---- Selected excerpt

Step inside a Barbie world at the Design Museum’s new Barbie exhibition
After last year’s Barbenheimer juggernaut, the Design Museum was faced with a choice for its next exhibition — dolls or bombs? They went with dolls, lots and lots of dolls.
All different and yet all the same.
In the toy world, a brand that lasts half a decade is considered a success, so what to make of Barbie — a doll that’s been around for 13 half-decades and is still going strong?
Barbie was born 65 years ago into a world where children’s dolls were expected to be cherubic and chubby, and when the radically different Barbie stepped out of the plastic factory, children clamoured for her. The Design Museum has managed to buy one of those first Barbies, which are now hugely valuable, so unsurprisingly, their exhibition opens with their prize acquisition, slowly spinning on a dais in a glass case.
The rest of the exhibition is very much more of the same — for while Barbie has changed over the decades, it can feel oddly as if nothing really changes. Yes, the clothes, the fashions, and the accessories all change with the times, but the core concept remains sacrosanct.
The exhibition’s design taps into the nostalgia of the early years, feeling very much as if you’ve stepped back into the 1950s aesthetic of soft pastel colours, but there are a few fun twists in the displays.

--------

Set down the passage of the Barbie exhibition article from "In the toy world, a" to "concept remains sacrosanct." word for word.

---- Data supplied

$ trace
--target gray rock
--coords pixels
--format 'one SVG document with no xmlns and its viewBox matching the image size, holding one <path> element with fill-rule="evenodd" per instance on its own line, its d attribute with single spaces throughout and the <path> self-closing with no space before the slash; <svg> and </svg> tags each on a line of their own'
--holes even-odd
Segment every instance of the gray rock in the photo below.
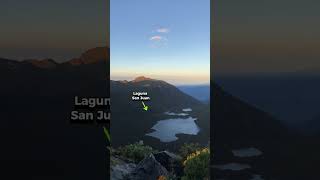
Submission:
<svg viewBox="0 0 320 180">
<path fill-rule="evenodd" d="M 178 175 L 183 173 L 182 158 L 180 156 L 168 151 L 161 151 L 155 153 L 154 157 L 167 171 L 174 171 Z"/>
<path fill-rule="evenodd" d="M 123 180 L 128 174 L 130 174 L 135 168 L 136 164 L 126 163 L 120 158 L 111 157 L 114 164 L 111 166 L 111 180 Z"/>
<path fill-rule="evenodd" d="M 159 176 L 168 176 L 168 171 L 150 154 L 126 176 L 126 180 L 156 180 Z"/>
</svg>

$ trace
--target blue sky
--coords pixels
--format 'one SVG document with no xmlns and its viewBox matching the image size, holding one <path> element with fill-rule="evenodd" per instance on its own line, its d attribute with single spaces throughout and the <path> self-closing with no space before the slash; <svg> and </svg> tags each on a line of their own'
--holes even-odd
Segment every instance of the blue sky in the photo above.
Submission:
<svg viewBox="0 0 320 180">
<path fill-rule="evenodd" d="M 209 82 L 210 0 L 111 0 L 110 15 L 111 79 Z"/>
</svg>

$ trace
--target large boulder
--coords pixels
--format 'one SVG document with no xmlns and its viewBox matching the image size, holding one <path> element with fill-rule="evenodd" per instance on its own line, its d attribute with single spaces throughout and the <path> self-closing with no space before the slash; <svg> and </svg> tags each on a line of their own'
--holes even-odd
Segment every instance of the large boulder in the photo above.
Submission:
<svg viewBox="0 0 320 180">
<path fill-rule="evenodd" d="M 125 162 L 114 156 L 111 157 L 111 162 L 111 180 L 123 180 L 136 168 L 136 164 Z"/>
<path fill-rule="evenodd" d="M 154 157 L 150 154 L 144 158 L 137 167 L 127 175 L 126 180 L 157 180 L 159 176 L 168 176 L 169 173 Z"/>
<path fill-rule="evenodd" d="M 161 151 L 153 154 L 155 159 L 167 169 L 169 172 L 174 172 L 177 175 L 182 175 L 183 167 L 181 164 L 182 158 L 168 151 Z"/>
</svg>

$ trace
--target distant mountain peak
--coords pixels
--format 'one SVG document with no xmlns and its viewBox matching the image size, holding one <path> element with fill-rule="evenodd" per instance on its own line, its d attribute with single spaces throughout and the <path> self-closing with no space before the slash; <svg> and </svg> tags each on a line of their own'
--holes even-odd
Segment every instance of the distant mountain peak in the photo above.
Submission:
<svg viewBox="0 0 320 180">
<path fill-rule="evenodd" d="M 145 76 L 139 76 L 139 77 L 136 77 L 131 82 L 141 82 L 141 81 L 150 81 L 150 80 L 154 80 L 154 79 L 151 79 L 151 78 L 148 78 L 148 77 L 145 77 Z"/>
<path fill-rule="evenodd" d="M 95 64 L 106 61 L 109 57 L 108 47 L 96 47 L 87 50 L 79 58 L 71 59 L 68 63 L 71 65 Z"/>
<path fill-rule="evenodd" d="M 30 63 L 33 66 L 39 67 L 39 68 L 54 68 L 58 65 L 58 63 L 55 62 L 53 59 L 43 59 L 43 60 L 29 59 L 29 60 L 25 60 L 25 62 Z"/>
</svg>

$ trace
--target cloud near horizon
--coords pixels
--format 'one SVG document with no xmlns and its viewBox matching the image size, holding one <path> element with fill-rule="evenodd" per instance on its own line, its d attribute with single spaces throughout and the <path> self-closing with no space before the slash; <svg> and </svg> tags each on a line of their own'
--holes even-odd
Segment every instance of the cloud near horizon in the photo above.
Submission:
<svg viewBox="0 0 320 180">
<path fill-rule="evenodd" d="M 158 35 L 156 35 L 156 36 L 152 36 L 151 38 L 150 38 L 150 41 L 161 41 L 161 40 L 163 40 L 164 38 L 162 37 L 162 36 L 158 36 Z"/>
<path fill-rule="evenodd" d="M 158 28 L 157 32 L 158 33 L 169 33 L 170 29 L 169 28 Z"/>
</svg>

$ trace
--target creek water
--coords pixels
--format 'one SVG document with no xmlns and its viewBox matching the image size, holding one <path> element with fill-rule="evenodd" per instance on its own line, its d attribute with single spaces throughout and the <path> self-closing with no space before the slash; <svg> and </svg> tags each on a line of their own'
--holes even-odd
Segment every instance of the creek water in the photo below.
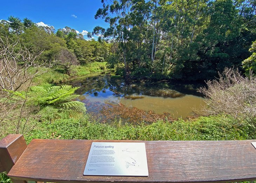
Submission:
<svg viewBox="0 0 256 183">
<path fill-rule="evenodd" d="M 125 80 L 107 74 L 76 78 L 65 84 L 80 86 L 76 91 L 81 95 L 78 100 L 85 104 L 89 113 L 102 119 L 111 118 L 102 114 L 106 106 L 121 105 L 123 108 L 135 107 L 146 113 L 150 111 L 174 118 L 186 118 L 194 115 L 194 111 L 204 103 L 202 94 L 197 91 L 202 84 Z M 112 114 L 112 116 L 123 118 L 117 113 Z"/>
</svg>

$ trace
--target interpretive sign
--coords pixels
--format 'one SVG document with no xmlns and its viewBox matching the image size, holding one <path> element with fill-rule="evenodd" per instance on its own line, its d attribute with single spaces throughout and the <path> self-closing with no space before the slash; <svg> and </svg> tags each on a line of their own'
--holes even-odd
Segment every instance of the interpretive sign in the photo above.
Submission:
<svg viewBox="0 0 256 183">
<path fill-rule="evenodd" d="M 145 143 L 93 142 L 83 175 L 148 176 Z"/>
</svg>

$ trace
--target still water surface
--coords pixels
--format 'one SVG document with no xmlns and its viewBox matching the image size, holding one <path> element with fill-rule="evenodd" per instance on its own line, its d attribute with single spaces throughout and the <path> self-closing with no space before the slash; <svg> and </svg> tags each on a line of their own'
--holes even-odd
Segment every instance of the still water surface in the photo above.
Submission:
<svg viewBox="0 0 256 183">
<path fill-rule="evenodd" d="M 121 104 L 147 112 L 168 113 L 174 118 L 185 118 L 194 114 L 204 103 L 197 92 L 198 84 L 174 83 L 167 80 L 125 80 L 110 75 L 77 78 L 65 84 L 80 86 L 78 100 L 89 113 L 100 113 L 107 104 Z"/>
</svg>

--------

- **The reply**
In the toy world, a brand that lasts half a decade is considered a success, so what to make of Barbie — a doll that’s been around for 13 half-decades and is still going strong?
Barbie was born 65 years ago into a world where children’s dolls were expected to be cherubic and chubby, and when the radically different Barbie stepped out of the plastic factory, children clamoured for her. The Design Museum has managed to buy one of those first Barbies, which are now hugely valuable, so unsurprisingly, their exhibition opens with their prize acquisition, slowly spinning on a dais in a glass case.
The rest of the exhibition is very much more of the same — for while Barbie has changed over the decades, it can feel oddly as if nothing really changes. Yes, the clothes, the fashions, and the accessories all change with the times, but the core concept remains sacrosanct.